(PROBLEM TO WORK ON) Reproduce the material below with every occurrence of "white cloud" switched to "pale cloud", leaving all other text unchanged. Omit the pictures from your answer.
# # # # # # #
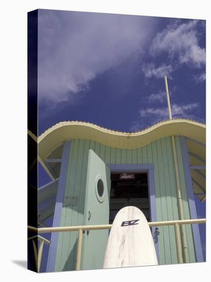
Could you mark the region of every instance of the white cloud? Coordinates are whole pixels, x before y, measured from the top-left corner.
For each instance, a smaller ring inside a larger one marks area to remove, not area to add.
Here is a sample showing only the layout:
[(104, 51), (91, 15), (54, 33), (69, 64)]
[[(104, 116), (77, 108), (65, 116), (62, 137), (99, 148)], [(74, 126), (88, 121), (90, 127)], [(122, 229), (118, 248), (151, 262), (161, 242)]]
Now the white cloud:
# # # # # # #
(REPLY TO THE EXERCISE)
Could you mark the region of every instance of the pale cloud? Coordinates are whole pixels, x before y, measured from the top-left corner.
For each instance, a smaller ring inside a larger one marks area to remove, not area to add.
Here is a sample showing only the layout:
[(104, 51), (91, 15), (54, 33), (69, 64)]
[[(104, 116), (77, 108), (65, 116), (62, 137), (99, 148)], [(74, 126), (88, 121), (90, 127)], [(122, 229), (118, 248), (151, 262), (161, 242)]]
Now the pale cloud:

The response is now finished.